-- BRIEF 1 --
According to the Central Park Horse Show text, what drew hundreds of big-name riders to the show?
-- BRIEF 2 --
From the Central Park Horse Show text, quote the passage between "The Central Park" and "and Jessica Springsteen.", inclusive.

-- DOCUMENT EXTRACT --
* * *

The Central Park Horse Show, which ran successfully from 2014 to 2017, was the first horse show of its kind, bringing in Olympic-level show jumpers from around the world. It was the first horse show to be aired on primetime television, broadcasting on NBC Sports, according to Horse Daily, with one of the dressage horses featured on the Stephen Colbert show. It was also the first outdoor, four-day equestrian sporting event held within New York City. With large sums of prize money from sponsors, including more than $200,000 in 2017, hundreds of big-name riders came for a chance to win, including Georgina Bloomberg, Jenn Gates and Jessica Springsteen. 

“This show is at a really high level, so you’re having people who compete in the Olympics come to Central Park for the show,” said Christina Tabacco-Weber, president of the southeast region of New York State’s Horse Council, an organization that helps advocate for horse owners across the state. “It’s the elite of the elite.”

At its peak, the arena located inside Wollman Rink saw a total of 3,000 spectators, and that’s not including those who watched from afar. “You’d have people who didn’t even get tickets standing on the hilltops of Central Park watching it,” said Gochman.

The show, by nature of design, attracted a range of spectators, so people from various socioeconomic backgrounds could attend. This was especially true on Central Park Horse Show Family Day, when admission was free and included face painting, miniature horses and games for kids. 

Central Park Horse Show during the main evening events. Photo courtesy of Sportfot.

At the helm of the show were Mark Bellissimo, CEO of Equestrian Sport Productions and managing partner of two world-class show jumping facilities, and Michael Stone, president of Equestrian Sport Productions. 

“We’d always wanted to do one in New York, and everybody said it’s impossible, ‘You can’t get Central Park,’” said Stone. And though they were successful, it was a logistical nightmare to make it work, even before the pandemic, he said.

* * *

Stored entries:
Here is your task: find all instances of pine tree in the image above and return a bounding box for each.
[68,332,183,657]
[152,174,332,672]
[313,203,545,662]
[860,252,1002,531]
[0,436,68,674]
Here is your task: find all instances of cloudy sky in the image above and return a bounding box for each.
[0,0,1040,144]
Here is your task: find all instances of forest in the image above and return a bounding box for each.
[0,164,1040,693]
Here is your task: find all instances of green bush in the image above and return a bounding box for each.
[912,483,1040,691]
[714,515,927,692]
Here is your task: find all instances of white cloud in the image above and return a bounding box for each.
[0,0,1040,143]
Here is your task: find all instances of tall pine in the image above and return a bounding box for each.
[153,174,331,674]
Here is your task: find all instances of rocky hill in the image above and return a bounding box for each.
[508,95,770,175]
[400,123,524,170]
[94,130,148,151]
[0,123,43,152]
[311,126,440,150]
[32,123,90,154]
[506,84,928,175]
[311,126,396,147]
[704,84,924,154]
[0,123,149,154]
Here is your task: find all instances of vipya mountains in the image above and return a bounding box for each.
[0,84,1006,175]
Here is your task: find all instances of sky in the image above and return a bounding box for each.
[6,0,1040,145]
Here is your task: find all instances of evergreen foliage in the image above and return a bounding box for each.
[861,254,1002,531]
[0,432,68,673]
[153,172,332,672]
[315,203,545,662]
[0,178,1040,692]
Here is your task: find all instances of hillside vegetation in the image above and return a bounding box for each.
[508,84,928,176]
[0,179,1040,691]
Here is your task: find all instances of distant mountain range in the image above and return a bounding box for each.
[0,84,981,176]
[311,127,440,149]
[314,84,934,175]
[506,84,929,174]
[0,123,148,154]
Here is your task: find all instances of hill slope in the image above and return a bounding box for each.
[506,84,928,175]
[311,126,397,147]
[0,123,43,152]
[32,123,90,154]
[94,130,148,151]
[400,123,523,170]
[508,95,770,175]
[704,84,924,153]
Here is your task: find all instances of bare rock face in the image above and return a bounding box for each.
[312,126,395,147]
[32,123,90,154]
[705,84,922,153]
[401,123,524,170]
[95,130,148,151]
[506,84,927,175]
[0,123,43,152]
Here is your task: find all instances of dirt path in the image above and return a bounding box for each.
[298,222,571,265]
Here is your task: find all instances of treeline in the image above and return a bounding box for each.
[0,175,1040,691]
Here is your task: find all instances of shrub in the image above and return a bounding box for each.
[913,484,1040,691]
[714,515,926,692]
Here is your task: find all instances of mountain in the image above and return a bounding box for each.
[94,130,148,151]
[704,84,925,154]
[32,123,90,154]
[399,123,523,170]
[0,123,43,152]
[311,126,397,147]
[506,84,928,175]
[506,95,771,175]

* * *

-- RESULT 1 --
Large sums of prize money from sponsors drew them, including more than $200,000 in 2017, which gave riders a chance to win.

-- RESULT 2 --
The Central Park Horse Show, which ran successfully from 2014 to 2017, was the first horse show of its kind, bringing in Olympic-level show jumpers from around the world. It was the first horse show to be aired on primetime television, broadcasting on NBC Sports, according to Horse Daily, with one of the dressage horses featured on the Stephen Colbert show. It was also the first outdoor, four-day equestrian sporting event held within New York City. With large sums of prize money from sponsors, including more than $200,000 in 2017, hundreds of big-name riders came for a chance to win, including Georgina Bloomberg, Jenn Gates and Jessica Springsteen.